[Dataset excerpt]
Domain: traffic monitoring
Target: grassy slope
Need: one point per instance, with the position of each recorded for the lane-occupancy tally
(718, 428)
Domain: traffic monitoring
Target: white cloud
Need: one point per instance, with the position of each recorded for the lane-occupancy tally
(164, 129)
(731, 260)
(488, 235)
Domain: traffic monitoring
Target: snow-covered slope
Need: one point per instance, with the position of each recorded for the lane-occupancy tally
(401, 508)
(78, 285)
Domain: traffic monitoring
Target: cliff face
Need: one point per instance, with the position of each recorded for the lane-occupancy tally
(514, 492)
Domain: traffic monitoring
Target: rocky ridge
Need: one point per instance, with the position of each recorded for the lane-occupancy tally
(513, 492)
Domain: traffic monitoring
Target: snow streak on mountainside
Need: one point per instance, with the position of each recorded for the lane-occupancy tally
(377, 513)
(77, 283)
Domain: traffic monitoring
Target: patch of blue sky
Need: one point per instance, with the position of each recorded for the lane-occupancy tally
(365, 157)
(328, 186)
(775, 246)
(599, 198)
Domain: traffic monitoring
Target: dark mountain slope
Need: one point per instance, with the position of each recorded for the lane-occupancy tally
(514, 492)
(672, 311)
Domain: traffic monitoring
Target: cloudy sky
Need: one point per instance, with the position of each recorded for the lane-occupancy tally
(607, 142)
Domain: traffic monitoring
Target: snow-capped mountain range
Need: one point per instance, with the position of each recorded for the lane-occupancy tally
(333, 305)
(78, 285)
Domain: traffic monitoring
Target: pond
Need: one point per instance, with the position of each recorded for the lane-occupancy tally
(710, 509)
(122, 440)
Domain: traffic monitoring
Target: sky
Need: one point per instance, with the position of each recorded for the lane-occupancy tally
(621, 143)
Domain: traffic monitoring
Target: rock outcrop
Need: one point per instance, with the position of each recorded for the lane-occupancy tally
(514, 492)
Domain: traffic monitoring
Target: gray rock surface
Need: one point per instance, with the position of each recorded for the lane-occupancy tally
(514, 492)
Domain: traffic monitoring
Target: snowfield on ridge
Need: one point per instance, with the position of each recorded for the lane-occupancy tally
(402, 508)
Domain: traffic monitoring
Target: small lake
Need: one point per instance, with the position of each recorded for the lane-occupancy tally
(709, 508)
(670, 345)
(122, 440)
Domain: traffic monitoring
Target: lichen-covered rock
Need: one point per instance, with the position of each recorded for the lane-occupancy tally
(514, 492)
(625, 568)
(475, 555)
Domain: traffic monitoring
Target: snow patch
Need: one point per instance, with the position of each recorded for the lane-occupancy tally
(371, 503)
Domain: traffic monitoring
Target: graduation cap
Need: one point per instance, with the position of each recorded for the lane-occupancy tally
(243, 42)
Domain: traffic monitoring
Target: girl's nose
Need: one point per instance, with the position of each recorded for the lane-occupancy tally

**Task statement**
Without leaving anything out, give the entries again exactly.

**Response**
Domain: traffic monitoring
Target: grassy slope
Need: one point per instance, with the position of each recorded for the lane-occupancy tally
(718, 428)
Domain: traffic monitoring
Target: white cloud
Need: one point per instance, with the position of each recorded for the lane-occupancy tally
(164, 129)
(731, 260)
(488, 235)
Domain: traffic monitoring
Target: snow-covered slope
Need: one point per instance, with the position of each recorded for the lane-occupancy tally
(401, 508)
(78, 285)
Domain: traffic monitoring
Target: cliff face
Need: one point per instance, with the position of each recorded for the lane-occupancy tally
(514, 492)
Domain: traffic monitoring
Target: rocky ridge
Need: one point per instance, with the position of each recorded for the lane-occupancy tally
(513, 492)
Domain: traffic monitoring
Target: snow streak on mountainside
Need: one point per instance, with the position of each recorded for the lane-occupancy tally
(377, 513)
(77, 283)
Domain: traffic monitoring
Target: patch of blue sky
Need: one point per instance, with the position of each recorded for the lane-occupancy tally
(365, 157)
(328, 186)
(775, 246)
(599, 198)
Domain: traffic monitoring
Target: dark mountain slope
Need: one point per instance, with the position of each recorded for the lane-occupancy tally
(514, 492)
(672, 311)
Domain: traffic monitoring
Target: cloudy sky
Need: one point per instance, with the position of each recorded for the lane-occupancy tally
(607, 142)
Domain: traffic monitoring
Target: snow-capped mountain range
Need: one point per instance, with the position of each recorded for the lane-occupancy tally
(333, 305)
(78, 285)
Domain: traffic monitoring
Target: pond
Need: one point per instance, with the position of each recorded for the lane-occupancy tally
(710, 509)
(122, 440)
Domain: traffic monitoring
Target: sky
Need: one point per instance, with the position of each recorded for the lane-occupancy tally
(621, 143)
Domain: traffic monitoring
Target: rock outcrop
Need: one point per instance, with the position of each recorded for the lane-occupancy tally
(514, 492)
Domain: traffic monitoring
Target: gray rock surface
Need: one point per instance, with the position of each recorded for the lane-occupancy tally
(514, 492)
Domain: traffic monitoring
Target: snowfield on ridge
Need: one point per instance, with the position of each recorded for the lane-occupancy tally
(402, 508)
Domain: traffic monitoring
Target: small lake
Need: one point per instance, with the position of each recorded for the lane-occupancy tally
(709, 508)
(670, 345)
(122, 440)
Domain: traffic monitoring
Target: lichen-covered rock
Need: one point per instance, with the position of each recorded for the lane-occupancy tally
(514, 492)
(625, 568)
(475, 555)
Domain: traffic monitoring
Target: snow patch
Need: one point per instance, with the position of each recorded for the lane-occupancy tally
(371, 503)
Domain: traffic monitoring
Target: graduation cap
Need: one point per instance, with the position of each recorded for the lane-occupancy tally
(243, 42)
Domain: traffic monitoring
Target: girl's nose
Need: one point per instance, with the position of each recorded for the lane-occupancy tally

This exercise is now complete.